------ Data records ------

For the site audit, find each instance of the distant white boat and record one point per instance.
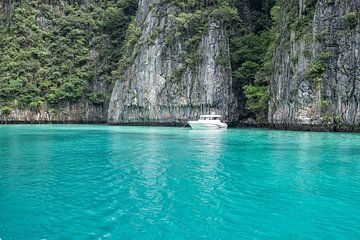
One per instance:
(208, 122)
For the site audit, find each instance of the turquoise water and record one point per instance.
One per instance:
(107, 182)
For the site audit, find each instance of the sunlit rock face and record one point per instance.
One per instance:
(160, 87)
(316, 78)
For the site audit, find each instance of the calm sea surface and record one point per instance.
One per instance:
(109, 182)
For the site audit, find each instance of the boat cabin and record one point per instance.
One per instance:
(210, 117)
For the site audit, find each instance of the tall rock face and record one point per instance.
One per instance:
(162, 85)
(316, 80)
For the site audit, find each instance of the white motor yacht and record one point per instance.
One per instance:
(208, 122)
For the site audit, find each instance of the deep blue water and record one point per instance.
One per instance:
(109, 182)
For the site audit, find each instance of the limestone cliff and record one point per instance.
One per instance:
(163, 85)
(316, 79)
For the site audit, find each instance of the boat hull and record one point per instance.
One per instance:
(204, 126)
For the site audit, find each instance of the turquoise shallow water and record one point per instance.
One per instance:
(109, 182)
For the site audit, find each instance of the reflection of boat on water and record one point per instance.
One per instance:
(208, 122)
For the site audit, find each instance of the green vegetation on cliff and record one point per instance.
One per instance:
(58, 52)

------
------ Data records ------

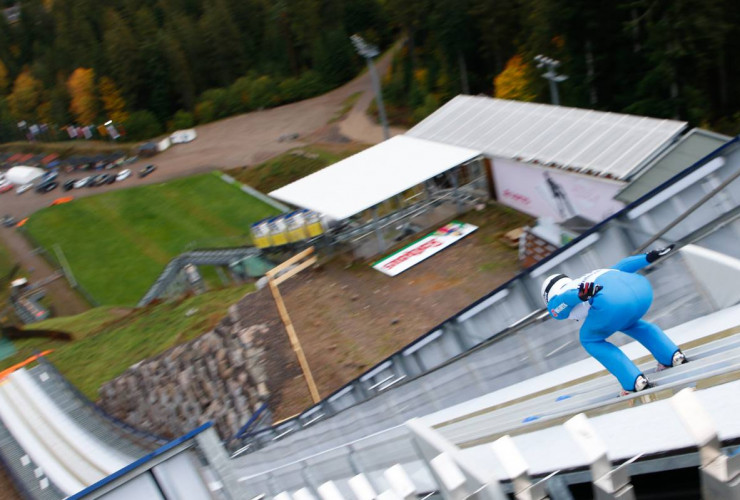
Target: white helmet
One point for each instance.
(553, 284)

------
------ Data records ------

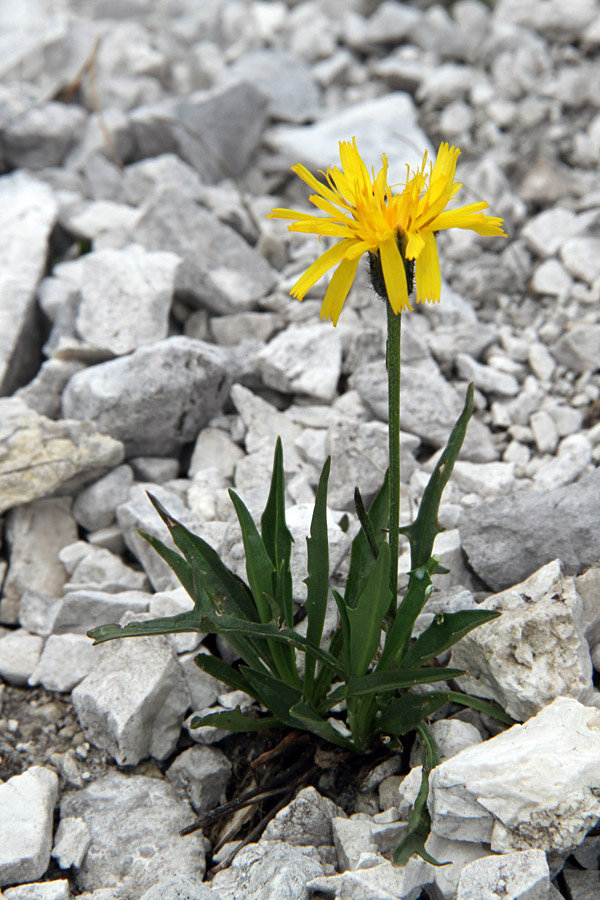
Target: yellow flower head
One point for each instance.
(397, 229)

------

* _Your instructions_
Find the word "water" in the listing and copy each line that contains it.

* _Written response_
For the site audit, find each instance of the turquoise water and record one point per instance.
For the site audit, find each instance of the deep blue water and record one point per instance.
For the site audit, find each instance of the turquoise shallow water and record one point per instance.
For the site audit, find each instance of the reflection of boat on water and record one point per instance.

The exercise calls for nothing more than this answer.